(GIVEN DATA Opens)
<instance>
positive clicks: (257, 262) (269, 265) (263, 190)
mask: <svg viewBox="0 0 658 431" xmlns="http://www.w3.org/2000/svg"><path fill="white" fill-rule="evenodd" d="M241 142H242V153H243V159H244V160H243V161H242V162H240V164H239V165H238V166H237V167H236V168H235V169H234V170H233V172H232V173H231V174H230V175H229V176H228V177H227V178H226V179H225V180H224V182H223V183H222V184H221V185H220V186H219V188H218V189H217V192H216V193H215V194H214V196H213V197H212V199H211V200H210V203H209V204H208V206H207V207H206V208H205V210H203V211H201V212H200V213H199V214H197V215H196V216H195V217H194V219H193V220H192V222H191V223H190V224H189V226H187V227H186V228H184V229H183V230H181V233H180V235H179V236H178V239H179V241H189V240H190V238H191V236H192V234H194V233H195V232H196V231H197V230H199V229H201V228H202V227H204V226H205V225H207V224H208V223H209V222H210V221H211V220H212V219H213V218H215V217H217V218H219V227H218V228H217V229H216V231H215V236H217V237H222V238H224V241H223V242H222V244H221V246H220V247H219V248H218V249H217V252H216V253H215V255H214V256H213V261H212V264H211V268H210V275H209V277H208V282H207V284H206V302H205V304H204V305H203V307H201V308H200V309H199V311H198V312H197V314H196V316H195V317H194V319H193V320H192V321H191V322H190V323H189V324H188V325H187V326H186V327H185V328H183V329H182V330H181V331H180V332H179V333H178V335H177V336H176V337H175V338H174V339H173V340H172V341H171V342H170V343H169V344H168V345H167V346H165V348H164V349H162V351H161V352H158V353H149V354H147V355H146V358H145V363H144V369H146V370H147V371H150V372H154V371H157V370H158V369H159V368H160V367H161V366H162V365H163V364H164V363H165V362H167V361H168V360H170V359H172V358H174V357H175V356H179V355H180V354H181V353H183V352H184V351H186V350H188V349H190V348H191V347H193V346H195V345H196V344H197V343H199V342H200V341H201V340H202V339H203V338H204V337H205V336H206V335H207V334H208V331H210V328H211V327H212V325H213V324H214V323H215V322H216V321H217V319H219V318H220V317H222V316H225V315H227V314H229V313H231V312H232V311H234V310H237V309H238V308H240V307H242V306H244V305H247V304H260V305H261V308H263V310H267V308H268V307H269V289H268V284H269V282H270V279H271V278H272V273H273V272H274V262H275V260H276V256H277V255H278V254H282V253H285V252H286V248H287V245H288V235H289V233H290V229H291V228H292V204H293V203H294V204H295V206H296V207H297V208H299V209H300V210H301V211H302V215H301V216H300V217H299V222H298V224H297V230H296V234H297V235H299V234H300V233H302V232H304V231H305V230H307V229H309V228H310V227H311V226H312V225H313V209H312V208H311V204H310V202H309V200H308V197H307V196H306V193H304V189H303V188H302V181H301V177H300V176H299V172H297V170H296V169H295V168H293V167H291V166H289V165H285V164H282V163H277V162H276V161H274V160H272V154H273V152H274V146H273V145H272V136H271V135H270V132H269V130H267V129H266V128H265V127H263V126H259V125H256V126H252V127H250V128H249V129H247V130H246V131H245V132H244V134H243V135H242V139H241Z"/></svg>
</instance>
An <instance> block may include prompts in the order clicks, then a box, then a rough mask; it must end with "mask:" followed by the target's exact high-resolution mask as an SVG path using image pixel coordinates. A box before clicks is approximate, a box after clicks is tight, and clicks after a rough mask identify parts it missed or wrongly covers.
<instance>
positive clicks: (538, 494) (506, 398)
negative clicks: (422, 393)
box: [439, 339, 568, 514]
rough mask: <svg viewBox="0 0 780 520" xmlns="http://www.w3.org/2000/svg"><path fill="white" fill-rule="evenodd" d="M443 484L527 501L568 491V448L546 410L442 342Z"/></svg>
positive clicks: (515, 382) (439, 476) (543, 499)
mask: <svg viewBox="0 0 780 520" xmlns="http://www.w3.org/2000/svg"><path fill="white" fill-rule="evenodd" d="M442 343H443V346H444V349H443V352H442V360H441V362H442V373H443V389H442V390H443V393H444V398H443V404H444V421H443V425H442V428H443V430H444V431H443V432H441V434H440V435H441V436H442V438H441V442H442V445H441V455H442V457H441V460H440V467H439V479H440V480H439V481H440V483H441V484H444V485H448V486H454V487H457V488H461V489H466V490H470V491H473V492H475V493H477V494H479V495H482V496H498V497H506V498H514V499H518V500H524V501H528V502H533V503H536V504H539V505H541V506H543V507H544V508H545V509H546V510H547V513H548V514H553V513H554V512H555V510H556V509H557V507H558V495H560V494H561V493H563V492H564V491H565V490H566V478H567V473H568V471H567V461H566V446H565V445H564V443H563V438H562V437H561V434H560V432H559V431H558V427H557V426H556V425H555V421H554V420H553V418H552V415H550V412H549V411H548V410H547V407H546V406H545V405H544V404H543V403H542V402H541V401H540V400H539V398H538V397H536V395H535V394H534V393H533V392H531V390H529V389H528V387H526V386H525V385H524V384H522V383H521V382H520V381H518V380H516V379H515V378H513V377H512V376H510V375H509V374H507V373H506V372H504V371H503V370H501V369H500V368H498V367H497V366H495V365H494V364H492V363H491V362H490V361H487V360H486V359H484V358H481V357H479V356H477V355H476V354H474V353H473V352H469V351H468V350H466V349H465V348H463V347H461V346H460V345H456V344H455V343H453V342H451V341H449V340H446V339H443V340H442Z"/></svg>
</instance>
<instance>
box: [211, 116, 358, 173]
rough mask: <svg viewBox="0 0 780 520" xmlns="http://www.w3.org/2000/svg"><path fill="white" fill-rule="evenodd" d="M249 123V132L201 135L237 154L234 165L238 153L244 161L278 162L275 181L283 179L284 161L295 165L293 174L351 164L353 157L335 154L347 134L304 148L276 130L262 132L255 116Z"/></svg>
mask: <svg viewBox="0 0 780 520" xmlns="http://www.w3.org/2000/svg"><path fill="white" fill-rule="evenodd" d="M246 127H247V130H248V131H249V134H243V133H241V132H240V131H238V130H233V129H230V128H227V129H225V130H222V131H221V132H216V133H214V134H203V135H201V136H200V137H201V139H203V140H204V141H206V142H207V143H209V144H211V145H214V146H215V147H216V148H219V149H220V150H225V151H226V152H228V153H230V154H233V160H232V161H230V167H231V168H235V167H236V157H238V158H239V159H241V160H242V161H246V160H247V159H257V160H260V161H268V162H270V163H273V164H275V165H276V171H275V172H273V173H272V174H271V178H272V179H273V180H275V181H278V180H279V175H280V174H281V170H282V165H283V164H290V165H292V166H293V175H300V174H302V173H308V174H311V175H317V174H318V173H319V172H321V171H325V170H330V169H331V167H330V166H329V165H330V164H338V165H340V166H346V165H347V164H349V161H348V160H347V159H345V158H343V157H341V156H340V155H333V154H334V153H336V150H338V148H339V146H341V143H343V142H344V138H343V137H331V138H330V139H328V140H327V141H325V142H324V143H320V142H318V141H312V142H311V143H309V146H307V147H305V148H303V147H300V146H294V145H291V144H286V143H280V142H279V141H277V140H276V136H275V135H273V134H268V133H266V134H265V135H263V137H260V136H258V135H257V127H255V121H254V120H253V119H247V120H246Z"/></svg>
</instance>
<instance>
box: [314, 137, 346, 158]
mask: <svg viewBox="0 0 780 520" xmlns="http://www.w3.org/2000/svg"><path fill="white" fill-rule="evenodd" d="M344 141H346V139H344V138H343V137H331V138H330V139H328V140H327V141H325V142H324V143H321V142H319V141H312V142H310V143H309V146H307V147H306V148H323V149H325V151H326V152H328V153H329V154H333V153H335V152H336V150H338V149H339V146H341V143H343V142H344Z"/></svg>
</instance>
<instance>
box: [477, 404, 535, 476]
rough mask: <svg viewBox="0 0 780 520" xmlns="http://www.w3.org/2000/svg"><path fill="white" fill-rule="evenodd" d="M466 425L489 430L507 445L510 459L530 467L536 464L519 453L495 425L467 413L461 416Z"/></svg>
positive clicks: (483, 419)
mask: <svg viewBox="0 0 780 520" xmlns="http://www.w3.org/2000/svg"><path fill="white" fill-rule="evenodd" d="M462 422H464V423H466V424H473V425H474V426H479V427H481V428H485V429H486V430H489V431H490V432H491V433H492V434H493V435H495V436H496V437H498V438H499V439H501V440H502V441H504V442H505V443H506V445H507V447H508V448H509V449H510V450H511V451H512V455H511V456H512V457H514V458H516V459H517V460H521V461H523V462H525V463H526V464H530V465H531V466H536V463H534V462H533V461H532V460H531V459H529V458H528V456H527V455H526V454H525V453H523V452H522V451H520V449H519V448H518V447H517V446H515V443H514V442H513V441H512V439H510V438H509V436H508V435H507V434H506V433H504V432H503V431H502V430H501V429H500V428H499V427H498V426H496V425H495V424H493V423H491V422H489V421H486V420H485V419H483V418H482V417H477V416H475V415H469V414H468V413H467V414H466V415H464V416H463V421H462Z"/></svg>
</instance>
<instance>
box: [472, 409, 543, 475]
(GIVEN DATA Closes)
▶ **EXERCISE DESCRIPTION**
Output the lines above exactly, but only those between the line holding "box: [314, 137, 346, 158]" and the line holding "425L489 430L507 445L510", inclusive.

▶ **SOLUTION TO THIS PROBLEM**
box: [314, 137, 346, 158]
mask: <svg viewBox="0 0 780 520" xmlns="http://www.w3.org/2000/svg"><path fill="white" fill-rule="evenodd" d="M344 141H346V139H344V138H343V137H331V138H330V139H328V140H327V141H325V142H324V143H321V142H319V141H312V142H310V143H309V146H307V147H306V148H323V149H325V151H326V152H328V153H329V154H333V153H335V152H336V150H338V149H339V146H341V143H343V142H344Z"/></svg>
</instance>
<instance>
box: [477, 404, 535, 476]
rough mask: <svg viewBox="0 0 780 520" xmlns="http://www.w3.org/2000/svg"><path fill="white" fill-rule="evenodd" d="M466 425L489 430L507 445L510 459L530 467L536 464L519 453L495 425L467 413L461 416Z"/></svg>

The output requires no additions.